# Exercise material:
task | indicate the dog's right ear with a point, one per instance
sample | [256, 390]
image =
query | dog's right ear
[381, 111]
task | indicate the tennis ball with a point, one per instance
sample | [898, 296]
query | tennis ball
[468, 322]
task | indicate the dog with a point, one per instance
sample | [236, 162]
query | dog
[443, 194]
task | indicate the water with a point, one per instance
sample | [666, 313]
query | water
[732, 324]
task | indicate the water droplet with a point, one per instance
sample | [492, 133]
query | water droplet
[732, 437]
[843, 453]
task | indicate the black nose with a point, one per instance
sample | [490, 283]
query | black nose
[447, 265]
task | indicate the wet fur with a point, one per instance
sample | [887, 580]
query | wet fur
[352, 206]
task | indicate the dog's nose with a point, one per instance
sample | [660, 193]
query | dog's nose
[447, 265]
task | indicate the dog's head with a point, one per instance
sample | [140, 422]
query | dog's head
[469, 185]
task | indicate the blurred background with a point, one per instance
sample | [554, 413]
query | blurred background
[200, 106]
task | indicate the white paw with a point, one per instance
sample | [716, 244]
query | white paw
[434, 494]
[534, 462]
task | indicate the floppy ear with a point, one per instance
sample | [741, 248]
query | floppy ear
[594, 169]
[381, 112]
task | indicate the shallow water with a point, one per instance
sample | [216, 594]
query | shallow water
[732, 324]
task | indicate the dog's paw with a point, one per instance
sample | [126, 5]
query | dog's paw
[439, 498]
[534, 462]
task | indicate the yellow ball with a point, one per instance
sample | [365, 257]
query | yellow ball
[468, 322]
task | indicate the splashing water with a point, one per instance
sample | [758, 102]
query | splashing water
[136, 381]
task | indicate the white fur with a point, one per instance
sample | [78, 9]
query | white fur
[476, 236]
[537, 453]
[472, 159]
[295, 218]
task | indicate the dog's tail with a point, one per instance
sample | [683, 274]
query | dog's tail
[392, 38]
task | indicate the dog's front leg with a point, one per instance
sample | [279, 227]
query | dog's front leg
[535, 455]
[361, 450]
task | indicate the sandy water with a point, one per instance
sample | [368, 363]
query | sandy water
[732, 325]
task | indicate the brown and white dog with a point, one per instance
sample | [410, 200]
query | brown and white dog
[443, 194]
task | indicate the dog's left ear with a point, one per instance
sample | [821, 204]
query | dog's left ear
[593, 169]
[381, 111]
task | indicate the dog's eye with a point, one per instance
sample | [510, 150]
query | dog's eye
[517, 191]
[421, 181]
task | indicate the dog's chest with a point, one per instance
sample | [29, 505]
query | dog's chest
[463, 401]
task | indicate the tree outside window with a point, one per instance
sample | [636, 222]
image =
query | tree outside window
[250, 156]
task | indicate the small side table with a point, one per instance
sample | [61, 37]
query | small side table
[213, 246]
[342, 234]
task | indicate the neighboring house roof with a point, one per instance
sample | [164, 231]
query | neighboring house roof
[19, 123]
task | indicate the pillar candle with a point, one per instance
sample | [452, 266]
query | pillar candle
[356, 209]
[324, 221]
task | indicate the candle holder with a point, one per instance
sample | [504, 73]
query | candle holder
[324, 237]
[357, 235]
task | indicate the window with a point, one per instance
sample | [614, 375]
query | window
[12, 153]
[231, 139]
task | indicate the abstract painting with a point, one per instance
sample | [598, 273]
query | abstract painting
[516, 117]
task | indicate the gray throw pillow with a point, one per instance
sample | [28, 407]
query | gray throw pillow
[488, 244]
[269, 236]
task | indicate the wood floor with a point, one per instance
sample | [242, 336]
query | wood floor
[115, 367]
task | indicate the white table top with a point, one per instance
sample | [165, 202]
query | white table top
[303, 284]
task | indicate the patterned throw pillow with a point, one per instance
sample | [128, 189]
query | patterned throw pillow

# Exercise details:
Please reproduce all of the rows above verbatim, leaving nothing out and changing nothing.

# Task answer:
task | indicate the dog's right ear with a point, one per instance
sample | [256, 390]
image =
query | dog's right ear
[381, 111]
task | indicate the tennis ball with a point, one per instance
sample | [898, 296]
query | tennis ball
[468, 322]
task | indicate the dog with a point, one per instance
sample | [236, 162]
query | dog
[443, 194]
task | indicate the water with a point, one per instance
sample | [666, 313]
query | water
[732, 324]
task | indicate the water droplet with a point, one per instance
sample | [492, 133]
query | water droplet
[732, 437]
[843, 453]
task | indicate the black nose with a point, one per instance
sample | [490, 283]
query | black nose
[447, 265]
task | indicate the wet fur with a point, one per instance
sample | [887, 580]
query | wet fur
[352, 206]
task | indicate the dog's nose with a point, one per instance
sample | [660, 193]
query | dog's nose
[447, 265]
task | indicate the dog's head with a point, one per instance
sample | [140, 422]
query | dog's head
[469, 185]
task | indicate the blurred background with a point, one per instance
sample | [554, 413]
query | blurred background
[200, 106]
task | indicate the white paw with a point, one per instance
sample | [716, 244]
query | white paw
[434, 494]
[534, 462]
task | indicate the floppy ear with a point, one per instance
sample | [741, 248]
query | floppy ear
[594, 169]
[381, 112]
task | indicate the shallow water with a point, one per instance
sample | [216, 594]
query | shallow water
[732, 324]
task | indicate the dog's paw with a point, one per instance
sample | [126, 5]
query | dog's paw
[439, 498]
[534, 462]
task | indicate the yellow ball with a point, one per instance
sample | [365, 257]
query | yellow ball
[468, 322]
task | indicate the splashing water with a point, one per instance
sample | [758, 102]
query | splashing water
[136, 381]
task | indicate the white fur with a point, one per instance
sample | [78, 9]
query | white fur
[476, 236]
[537, 453]
[472, 159]
[295, 218]
task | indicate the dog's tail with a point, one per instance
sample | [683, 274]
query | dog's tail
[392, 38]
task | indicate the dog's front leg with a point, one per instance
sample | [279, 227]
query | dog's front leg
[535, 455]
[361, 450]
task | indicate the sandy water with a point, one per instance
sample | [368, 363]
query | sandy water
[732, 325]
task | indicate the brown and white dog with a point, one per instance
sample | [410, 200]
query | brown and white dog
[443, 194]
task | indicate the dog's left ear with a point, one per instance
sample | [821, 204]
query | dog's left ear
[593, 169]
[381, 111]
task | indicate the dog's eye with a point, one per instance
sample | [510, 150]
query | dog's eye
[517, 191]
[421, 181]
task | indicate the dog's chest with a point, one per instance
sample | [29, 505]
query | dog's chest
[463, 401]
task | indicate the tree outside window with a point, one per instance
sample | [636, 222]
image =
query | tree outside window
[250, 156]
task | indicate the small side table with a point, one per instance
sample | [61, 37]
query | small side table
[213, 246]
[342, 234]
task | indicate the neighboring house roof with a point, one per instance
sample | [164, 231]
query | neighboring house roof
[19, 123]
task | indicate the pillar candle with a point, one per instance
sample | [452, 266]
query | pillar candle
[356, 209]
[324, 221]
task | indicate the candle holder with a point, one per instance
sample | [504, 73]
query | candle holder
[324, 237]
[357, 235]
task | indicate the window with a point, one per instance
sample | [614, 375]
query | window
[12, 153]
[231, 139]
task | indicate the abstract painting with a point, one per instance
sample | [598, 273]
query | abstract painting
[516, 117]
task | indicate the gray throw pillow with a point, one per instance
sample | [28, 407]
query | gray throw pillow
[488, 244]
[269, 236]
task | indicate the wood floor with a point, one per instance
sample | [242, 336]
query | wood floor
[115, 367]
task | indicate the white table top with a point, one per instance
sample | [165, 202]
query | white table top
[303, 284]
task | indicate the patterned throw pillow with a point, one per instance
sample | [128, 189]
query | patterned throw pillow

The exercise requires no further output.